Start Listed records
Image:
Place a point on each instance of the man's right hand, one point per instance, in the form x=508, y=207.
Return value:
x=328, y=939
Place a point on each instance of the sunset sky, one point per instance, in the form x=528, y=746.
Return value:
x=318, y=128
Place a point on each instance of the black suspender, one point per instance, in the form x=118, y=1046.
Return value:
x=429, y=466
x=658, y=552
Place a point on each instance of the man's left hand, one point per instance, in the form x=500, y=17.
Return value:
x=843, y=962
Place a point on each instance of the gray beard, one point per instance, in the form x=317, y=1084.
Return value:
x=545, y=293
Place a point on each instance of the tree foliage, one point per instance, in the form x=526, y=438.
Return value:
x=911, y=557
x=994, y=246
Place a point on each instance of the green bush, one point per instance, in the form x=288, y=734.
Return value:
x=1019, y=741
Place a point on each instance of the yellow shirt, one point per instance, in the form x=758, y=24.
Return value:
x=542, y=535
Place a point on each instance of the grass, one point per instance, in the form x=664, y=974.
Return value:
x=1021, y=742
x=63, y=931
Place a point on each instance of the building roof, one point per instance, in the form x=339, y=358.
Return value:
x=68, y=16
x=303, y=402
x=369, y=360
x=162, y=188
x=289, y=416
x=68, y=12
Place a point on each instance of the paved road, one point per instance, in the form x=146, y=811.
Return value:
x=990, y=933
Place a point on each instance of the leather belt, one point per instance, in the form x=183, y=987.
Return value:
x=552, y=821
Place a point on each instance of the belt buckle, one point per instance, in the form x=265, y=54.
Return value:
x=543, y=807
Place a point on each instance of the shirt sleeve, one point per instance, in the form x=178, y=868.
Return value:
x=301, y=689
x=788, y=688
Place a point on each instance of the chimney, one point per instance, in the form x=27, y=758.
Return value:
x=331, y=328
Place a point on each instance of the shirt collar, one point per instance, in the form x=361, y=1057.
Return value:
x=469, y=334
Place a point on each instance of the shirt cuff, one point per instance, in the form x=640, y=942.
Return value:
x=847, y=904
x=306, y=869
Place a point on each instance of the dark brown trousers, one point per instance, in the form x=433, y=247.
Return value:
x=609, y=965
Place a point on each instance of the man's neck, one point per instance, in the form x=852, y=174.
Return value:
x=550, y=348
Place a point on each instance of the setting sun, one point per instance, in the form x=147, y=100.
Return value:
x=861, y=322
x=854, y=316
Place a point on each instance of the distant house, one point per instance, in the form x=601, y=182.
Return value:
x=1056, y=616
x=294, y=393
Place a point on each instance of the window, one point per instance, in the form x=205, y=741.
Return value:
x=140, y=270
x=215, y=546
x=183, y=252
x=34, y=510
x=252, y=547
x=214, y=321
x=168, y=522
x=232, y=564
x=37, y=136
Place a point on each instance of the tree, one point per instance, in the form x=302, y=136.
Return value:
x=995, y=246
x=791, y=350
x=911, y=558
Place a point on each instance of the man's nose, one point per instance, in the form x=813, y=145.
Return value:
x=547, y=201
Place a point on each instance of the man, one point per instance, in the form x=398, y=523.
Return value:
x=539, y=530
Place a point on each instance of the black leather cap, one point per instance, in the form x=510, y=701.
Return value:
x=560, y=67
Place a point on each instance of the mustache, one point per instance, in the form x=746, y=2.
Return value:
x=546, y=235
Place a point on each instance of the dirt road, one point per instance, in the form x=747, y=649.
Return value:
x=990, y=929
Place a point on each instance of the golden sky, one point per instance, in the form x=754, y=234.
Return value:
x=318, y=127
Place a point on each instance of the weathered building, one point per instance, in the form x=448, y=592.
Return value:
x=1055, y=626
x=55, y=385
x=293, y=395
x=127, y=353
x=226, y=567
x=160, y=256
End Listed records
> _Set exercise_
Put every line of the records above into a Markdown table with two columns, Number and Text, giving each nonblank line its own row numbered in order and leaving blank lines out.

> _Task answer_
| Number | Text |
|---|---|
| 1 | Image: |
| 2 | Place a point on each instance of the man's right hand, one point per instance, in the form x=508, y=207. |
| 3 | Return value: |
| 4 | x=328, y=939 |
| 5 | Place a point on each instance of the sunset sky, one point per instance, in the form x=528, y=746. |
| 6 | Return value: |
| 7 | x=318, y=128 |
| 8 | Place a point on each instance of the black suspender, one point per instance, in the form x=118, y=1046. |
| 9 | Return value: |
| 10 | x=429, y=466 |
| 11 | x=658, y=552 |
| 12 | Place a point on each instance of the man's left hand, one point per instance, in the form x=500, y=17. |
| 13 | Return value: |
| 14 | x=843, y=962 |
| 15 | Place a point on each instance of the gray beard, one point per instance, in the form x=317, y=1084. |
| 16 | Return value: |
| 17 | x=545, y=293 |
| 18 | Place a point on each instance of the tree foliage, one point per instance, in the form x=526, y=438. |
| 19 | Return value: |
| 20 | x=911, y=557 |
| 21 | x=994, y=246 |
| 22 | Place a point on each instance of the green bush, one point per instance, in the form x=288, y=734. |
| 23 | Return value: |
| 24 | x=1019, y=741 |
| 25 | Place a point on each instance of the yellow shirt, one point per instance, in the form x=758, y=24. |
| 26 | Return value: |
| 27 | x=542, y=535 |
| 28 | Place a point on each instance of the grass, one point per instance, in the form x=664, y=974. |
| 29 | Return value: |
| 30 | x=1021, y=742 |
| 31 | x=63, y=931 |
| 32 | Place a point on each instance of the building roof, one point per instance, in the form x=339, y=358. |
| 33 | Return value: |
| 34 | x=68, y=16 |
| 35 | x=303, y=402 |
| 36 | x=369, y=360 |
| 37 | x=162, y=188 |
| 38 | x=289, y=416 |
| 39 | x=68, y=12 |
| 40 | Place a point on each instance of the paved road, one point per instance, in the form x=146, y=811. |
| 41 | Return value: |
| 42 | x=990, y=933 |
| 43 | Place a point on each instance of the leather belt, one point per instance, in the form x=183, y=987. |
| 44 | Return value: |
| 45 | x=552, y=821 |
| 46 | Place a point on each instance of the belt buckle, one point per instance, in the form x=265, y=54. |
| 47 | Return value: |
| 48 | x=543, y=807 |
| 49 | Place a point on each instance of the shirt sleeve, one point per instance, in the form x=178, y=868. |
| 50 | Return value: |
| 51 | x=301, y=689 |
| 52 | x=788, y=688 |
| 53 | Place a point on each instance of the chimney, one point per instance, in the form x=27, y=758. |
| 54 | Return value: |
| 55 | x=331, y=328 |
| 56 | Place a point on each instance of the shirt collar, one point per instance, in the form x=361, y=1057. |
| 57 | Return value: |
| 58 | x=469, y=334 |
| 59 | Place a point on each instance of the shirt cuff, one point per instance, in the form x=640, y=942. |
| 60 | Return value: |
| 61 | x=847, y=904 |
| 62 | x=306, y=869 |
| 63 | Place a point on each instance of the dark brown trousers, one point per instance, in the form x=433, y=247. |
| 64 | Return value: |
| 65 | x=609, y=965 |
| 66 | Place a point on each instance of the man's neck, one point per instance, in the form x=852, y=174. |
| 67 | Return value: |
| 68 | x=550, y=348 |
| 69 | Place a point on each instance of the setting sun, one point per instance, in the form x=147, y=100. |
| 70 | Return value: |
| 71 | x=861, y=322 |
| 72 | x=854, y=316 |
| 73 | Place a point on each instance of the distant house, one point per instance, in the form x=601, y=182. |
| 74 | Return value: |
| 75 | x=1056, y=616 |
| 76 | x=294, y=393 |
| 77 | Place a point on each instance of the window, one point per instance, in the form x=205, y=741. |
| 78 | Return value: |
| 79 | x=140, y=270 |
| 80 | x=215, y=546 |
| 81 | x=183, y=252 |
| 82 | x=34, y=510 |
| 83 | x=252, y=547 |
| 84 | x=214, y=321 |
| 85 | x=168, y=522 |
| 86 | x=232, y=564 |
| 87 | x=37, y=136 |
| 88 | Place a point on each instance of the tree, one point per instance, in the form x=302, y=136. |
| 89 | Return value: |
| 90 | x=995, y=246 |
| 91 | x=791, y=350 |
| 92 | x=911, y=558 |
| 93 | Place a point on each instance of the man's nose, one point per instance, in the form x=813, y=145. |
| 94 | Return value: |
| 95 | x=547, y=201 |
| 96 | Place a point on each instance of the man, one point per instance, in the form x=398, y=523. |
| 97 | Return value: |
| 98 | x=539, y=530 |
| 99 | Place a point on each instance of the black leather cap, one point per instance, in the form x=510, y=701. |
| 100 | Return value: |
| 101 | x=560, y=67 |
| 102 | Place a point on each instance of the mustache, one point per instance, in the form x=746, y=2. |
| 103 | Return value: |
| 104 | x=546, y=235 |
| 105 | Place a point on each instance of the dirt road, one point per instance, in the form x=747, y=649. |
| 106 | Return value: |
| 107 | x=990, y=929 |
| 108 | Place a point on each instance of the golden sky, one point per instance, in the form x=754, y=234. |
| 109 | Return value: |
| 110 | x=318, y=127 |
| 111 | Place a point on each instance of the weathered building, one point per instance, in the form x=448, y=592. |
| 112 | Return value: |
| 113 | x=1055, y=626 |
| 114 | x=55, y=385 |
| 115 | x=293, y=395 |
| 116 | x=127, y=353 |
| 117 | x=226, y=567 |
| 118 | x=160, y=256 |